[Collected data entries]
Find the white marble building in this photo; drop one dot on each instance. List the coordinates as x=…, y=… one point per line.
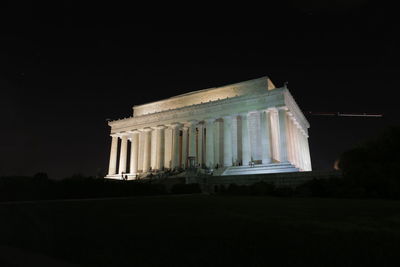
x=243, y=128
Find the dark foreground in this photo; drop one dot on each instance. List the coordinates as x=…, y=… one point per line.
x=199, y=230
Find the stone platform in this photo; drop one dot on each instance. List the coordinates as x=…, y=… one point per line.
x=260, y=168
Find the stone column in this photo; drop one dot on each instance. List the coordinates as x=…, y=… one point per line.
x=141, y=150
x=168, y=147
x=210, y=143
x=184, y=146
x=227, y=141
x=296, y=144
x=175, y=146
x=200, y=132
x=282, y=136
x=133, y=167
x=303, y=150
x=147, y=149
x=153, y=153
x=112, y=167
x=265, y=137
x=274, y=125
x=123, y=154
x=291, y=156
x=246, y=153
x=309, y=166
x=160, y=148
x=192, y=139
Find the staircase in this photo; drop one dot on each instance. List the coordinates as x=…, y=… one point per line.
x=260, y=168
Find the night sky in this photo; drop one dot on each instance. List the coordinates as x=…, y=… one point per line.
x=65, y=69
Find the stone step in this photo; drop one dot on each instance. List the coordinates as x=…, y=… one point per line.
x=257, y=169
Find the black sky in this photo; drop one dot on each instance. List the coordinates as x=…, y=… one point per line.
x=66, y=68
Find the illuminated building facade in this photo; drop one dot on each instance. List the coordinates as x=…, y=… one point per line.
x=244, y=128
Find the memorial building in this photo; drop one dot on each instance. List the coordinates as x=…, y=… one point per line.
x=249, y=127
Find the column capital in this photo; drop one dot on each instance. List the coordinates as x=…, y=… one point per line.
x=191, y=123
x=159, y=127
x=133, y=131
x=147, y=129
x=122, y=134
x=174, y=125
x=210, y=120
x=244, y=114
x=272, y=109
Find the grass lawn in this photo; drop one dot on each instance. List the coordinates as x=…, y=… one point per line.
x=201, y=230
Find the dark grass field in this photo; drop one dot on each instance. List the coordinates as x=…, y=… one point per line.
x=201, y=230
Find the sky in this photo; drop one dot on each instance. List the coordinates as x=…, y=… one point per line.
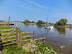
x=35, y=10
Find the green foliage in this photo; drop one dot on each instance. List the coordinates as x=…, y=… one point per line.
x=61, y=22
x=40, y=22
x=27, y=21
x=32, y=22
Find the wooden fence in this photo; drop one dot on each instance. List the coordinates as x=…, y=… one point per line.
x=8, y=38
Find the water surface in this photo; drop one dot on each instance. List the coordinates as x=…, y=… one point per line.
x=56, y=37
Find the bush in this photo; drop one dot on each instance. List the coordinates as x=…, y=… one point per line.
x=32, y=22
x=43, y=49
x=40, y=22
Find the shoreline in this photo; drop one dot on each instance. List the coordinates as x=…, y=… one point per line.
x=5, y=23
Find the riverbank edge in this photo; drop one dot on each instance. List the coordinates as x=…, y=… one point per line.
x=5, y=23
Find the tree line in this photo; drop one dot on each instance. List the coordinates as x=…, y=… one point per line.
x=61, y=22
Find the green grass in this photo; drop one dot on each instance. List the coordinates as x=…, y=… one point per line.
x=5, y=27
x=14, y=49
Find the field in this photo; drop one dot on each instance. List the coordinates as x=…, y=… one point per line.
x=5, y=23
x=15, y=49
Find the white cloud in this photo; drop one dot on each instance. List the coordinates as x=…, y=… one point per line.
x=36, y=4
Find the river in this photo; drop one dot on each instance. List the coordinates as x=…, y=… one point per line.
x=56, y=37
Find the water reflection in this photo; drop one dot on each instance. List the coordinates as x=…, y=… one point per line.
x=60, y=30
x=39, y=26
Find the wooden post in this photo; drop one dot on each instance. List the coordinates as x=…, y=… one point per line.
x=16, y=35
x=44, y=38
x=19, y=37
x=8, y=21
x=33, y=35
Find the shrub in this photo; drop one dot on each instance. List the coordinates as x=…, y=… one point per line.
x=40, y=22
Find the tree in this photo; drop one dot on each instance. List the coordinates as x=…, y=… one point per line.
x=32, y=22
x=40, y=22
x=61, y=22
x=26, y=21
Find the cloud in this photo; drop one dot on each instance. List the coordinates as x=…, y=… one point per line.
x=36, y=4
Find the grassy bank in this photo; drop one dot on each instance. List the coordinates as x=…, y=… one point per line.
x=43, y=49
x=15, y=49
x=5, y=27
x=65, y=26
x=5, y=23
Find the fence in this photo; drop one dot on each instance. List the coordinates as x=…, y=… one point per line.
x=8, y=38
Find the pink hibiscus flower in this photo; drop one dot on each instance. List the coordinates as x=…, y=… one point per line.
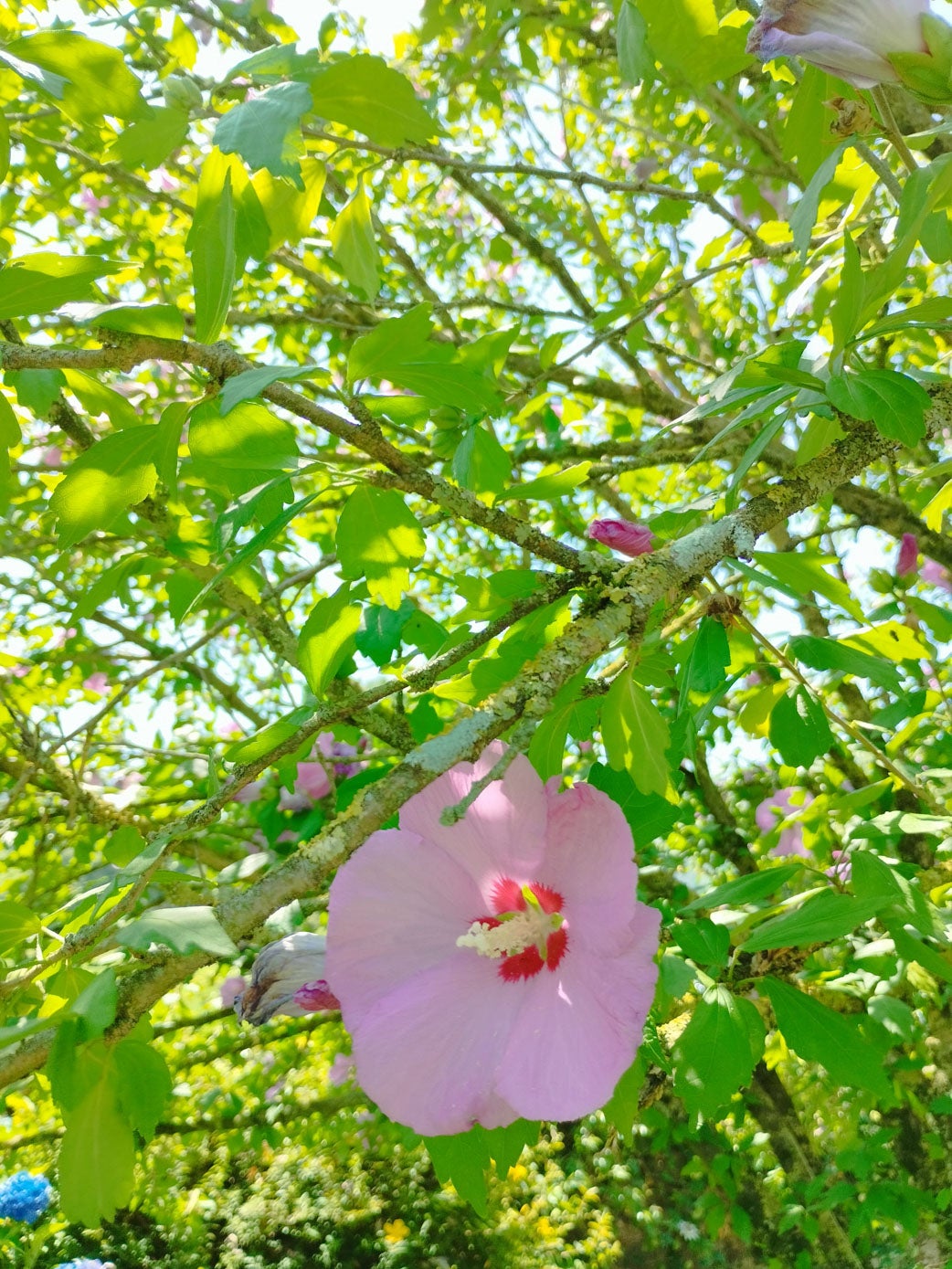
x=496, y=968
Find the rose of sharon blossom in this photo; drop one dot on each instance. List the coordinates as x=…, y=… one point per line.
x=775, y=809
x=496, y=968
x=287, y=978
x=908, y=555
x=623, y=535
x=848, y=38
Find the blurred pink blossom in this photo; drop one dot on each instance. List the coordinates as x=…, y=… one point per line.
x=622, y=535
x=534, y=1009
x=777, y=808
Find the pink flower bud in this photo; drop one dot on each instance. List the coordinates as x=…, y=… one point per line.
x=850, y=39
x=908, y=555
x=287, y=978
x=622, y=535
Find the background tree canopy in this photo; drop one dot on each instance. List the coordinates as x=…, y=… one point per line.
x=316, y=371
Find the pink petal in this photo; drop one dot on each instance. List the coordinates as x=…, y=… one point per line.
x=397, y=910
x=577, y=1031
x=502, y=831
x=590, y=862
x=428, y=1053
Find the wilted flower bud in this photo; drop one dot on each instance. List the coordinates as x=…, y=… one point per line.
x=287, y=978
x=850, y=38
x=908, y=555
x=623, y=535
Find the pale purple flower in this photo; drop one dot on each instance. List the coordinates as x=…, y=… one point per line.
x=776, y=809
x=496, y=968
x=287, y=978
x=936, y=575
x=908, y=555
x=850, y=38
x=622, y=535
x=230, y=990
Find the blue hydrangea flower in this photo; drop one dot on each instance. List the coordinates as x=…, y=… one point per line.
x=25, y=1197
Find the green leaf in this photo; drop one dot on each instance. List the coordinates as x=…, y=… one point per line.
x=147, y=143
x=710, y=656
x=270, y=737
x=706, y=943
x=143, y=1084
x=249, y=438
x=380, y=540
x=481, y=463
x=804, y=571
x=398, y=349
x=799, y=728
x=746, y=890
x=329, y=637
x=114, y=473
x=894, y=403
x=355, y=245
x=95, y=1005
x=554, y=486
x=43, y=282
x=97, y=1158
x=635, y=59
x=164, y=322
x=211, y=248
x=649, y=815
x=827, y=654
x=717, y=1051
x=266, y=130
x=88, y=79
x=819, y=919
x=367, y=95
x=635, y=735
x=16, y=925
x=804, y=216
x=820, y=1034
x=183, y=929
x=251, y=384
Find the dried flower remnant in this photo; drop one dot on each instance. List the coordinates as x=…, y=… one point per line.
x=287, y=978
x=622, y=535
x=850, y=38
x=496, y=968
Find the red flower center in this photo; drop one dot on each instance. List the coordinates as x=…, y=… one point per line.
x=525, y=930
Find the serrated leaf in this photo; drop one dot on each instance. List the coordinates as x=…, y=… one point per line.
x=329, y=637
x=111, y=476
x=183, y=929
x=43, y=282
x=635, y=735
x=717, y=1051
x=211, y=248
x=97, y=1158
x=143, y=1084
x=894, y=403
x=378, y=538
x=355, y=245
x=365, y=94
x=819, y=919
x=799, y=727
x=266, y=130
x=16, y=924
x=746, y=890
x=820, y=1034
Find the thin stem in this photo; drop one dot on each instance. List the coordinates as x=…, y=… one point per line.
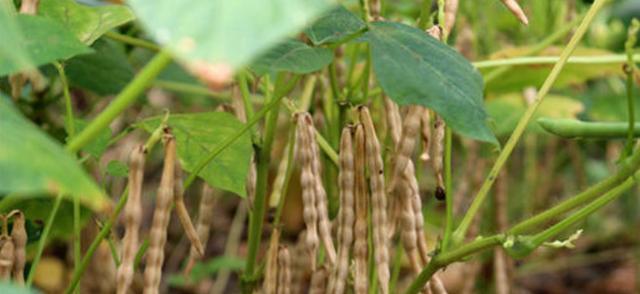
x=537, y=48
x=43, y=239
x=535, y=60
x=106, y=230
x=461, y=231
x=71, y=131
x=132, y=41
x=630, y=70
x=127, y=97
x=448, y=229
x=588, y=195
x=573, y=129
x=263, y=158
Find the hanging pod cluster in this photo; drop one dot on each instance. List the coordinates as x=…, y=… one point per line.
x=13, y=247
x=170, y=193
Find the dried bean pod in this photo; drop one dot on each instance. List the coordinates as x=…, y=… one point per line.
x=304, y=154
x=284, y=271
x=203, y=225
x=19, y=236
x=132, y=218
x=158, y=231
x=338, y=278
x=378, y=200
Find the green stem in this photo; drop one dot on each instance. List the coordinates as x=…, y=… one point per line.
x=106, y=230
x=71, y=131
x=461, y=231
x=43, y=239
x=537, y=48
x=541, y=60
x=448, y=229
x=263, y=157
x=588, y=195
x=132, y=41
x=571, y=129
x=121, y=102
x=583, y=213
x=630, y=70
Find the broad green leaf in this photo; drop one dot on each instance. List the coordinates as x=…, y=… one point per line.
x=225, y=33
x=197, y=134
x=105, y=72
x=414, y=68
x=117, y=169
x=202, y=270
x=293, y=56
x=334, y=26
x=33, y=164
x=523, y=76
x=506, y=110
x=35, y=41
x=88, y=23
x=98, y=145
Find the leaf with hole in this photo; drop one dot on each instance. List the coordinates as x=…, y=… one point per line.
x=225, y=33
x=415, y=68
x=334, y=26
x=36, y=165
x=199, y=133
x=88, y=23
x=35, y=41
x=293, y=56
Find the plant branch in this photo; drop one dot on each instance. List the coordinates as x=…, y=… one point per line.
x=461, y=231
x=127, y=97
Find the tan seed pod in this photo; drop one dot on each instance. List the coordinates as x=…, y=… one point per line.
x=438, y=157
x=158, y=231
x=360, y=226
x=337, y=280
x=132, y=219
x=183, y=213
x=416, y=205
x=319, y=281
x=284, y=271
x=324, y=225
x=515, y=8
x=425, y=132
x=7, y=257
x=405, y=147
x=203, y=226
x=270, y=282
x=19, y=236
x=304, y=153
x=378, y=200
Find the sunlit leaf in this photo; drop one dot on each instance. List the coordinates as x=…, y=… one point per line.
x=197, y=134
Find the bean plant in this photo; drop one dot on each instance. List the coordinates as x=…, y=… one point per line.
x=360, y=146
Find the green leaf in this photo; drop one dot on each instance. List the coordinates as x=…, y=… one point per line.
x=105, y=72
x=199, y=133
x=226, y=33
x=117, y=168
x=10, y=288
x=34, y=41
x=523, y=76
x=334, y=26
x=414, y=68
x=202, y=270
x=98, y=145
x=293, y=56
x=86, y=22
x=507, y=110
x=36, y=165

Exercise details
Once the line that contains "Find the bean" is found, please give it again exactly, along with each line that comes after it, through the last line of the entries.

Response to this task
Find the bean plant in this photo; drop one dot on each instance. List the coordinates as x=…, y=… one point per line.
x=360, y=146
Find the green leaf in this photo; drop one dot on each instance. List the coordinates as x=…, y=… one point per line.
x=105, y=72
x=199, y=133
x=226, y=33
x=117, y=168
x=10, y=288
x=34, y=41
x=523, y=76
x=334, y=26
x=414, y=68
x=202, y=270
x=98, y=145
x=293, y=56
x=86, y=22
x=507, y=110
x=36, y=165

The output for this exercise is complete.